Excerpts of pointing data
============================================================
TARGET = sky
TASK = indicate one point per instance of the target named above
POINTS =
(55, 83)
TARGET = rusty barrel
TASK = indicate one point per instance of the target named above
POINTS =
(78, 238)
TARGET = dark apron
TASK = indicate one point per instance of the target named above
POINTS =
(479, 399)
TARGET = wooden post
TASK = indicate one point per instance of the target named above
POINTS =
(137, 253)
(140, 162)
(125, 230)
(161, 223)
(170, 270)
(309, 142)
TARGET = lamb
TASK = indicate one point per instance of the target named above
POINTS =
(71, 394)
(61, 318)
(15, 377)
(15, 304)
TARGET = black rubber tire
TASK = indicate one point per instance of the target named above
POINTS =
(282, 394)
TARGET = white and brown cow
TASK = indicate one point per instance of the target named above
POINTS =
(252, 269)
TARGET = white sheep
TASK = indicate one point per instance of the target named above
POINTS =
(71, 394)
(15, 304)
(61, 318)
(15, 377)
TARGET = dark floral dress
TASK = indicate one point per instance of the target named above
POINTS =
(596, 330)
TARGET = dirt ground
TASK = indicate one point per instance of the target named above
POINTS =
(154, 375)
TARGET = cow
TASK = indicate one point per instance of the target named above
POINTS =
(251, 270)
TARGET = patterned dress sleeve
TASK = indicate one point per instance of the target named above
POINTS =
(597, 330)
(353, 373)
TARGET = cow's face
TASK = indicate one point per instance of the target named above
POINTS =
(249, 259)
============================================================
◆ EXERCISE DIRECTIONS: Rescale the material from the line with "TARGET = white sheep" through the end of the material, both ends included, and reproduce every line. Multiply each point coordinate in the answers by 0.6 and round to whole numbers, with halves rounded up.

◆ COMPLETE ANSWER:
TARGET = white sheep
TASK = indicate one point per instance of the target named above
POINTS =
(43, 236)
(9, 182)
(37, 191)
(9, 226)
TARGET = dark floral dress
TASK = indicate one point per instance of the target named above
POINTS =
(358, 198)
TARGET = dirt ground
TASK = indicate one point per instance of the target named above
POINTS =
(92, 225)
TARGET = cow
TASK = indicate one point per instance of the target named above
POINTS =
(151, 162)
TARGET = patterned dress sleeve
TASK = indicate one point per instance of the target named above
POINTS =
(358, 198)
(212, 224)
TARGET = cow's face
TASK = indicate one point per instance of the target named above
POINTS =
(149, 155)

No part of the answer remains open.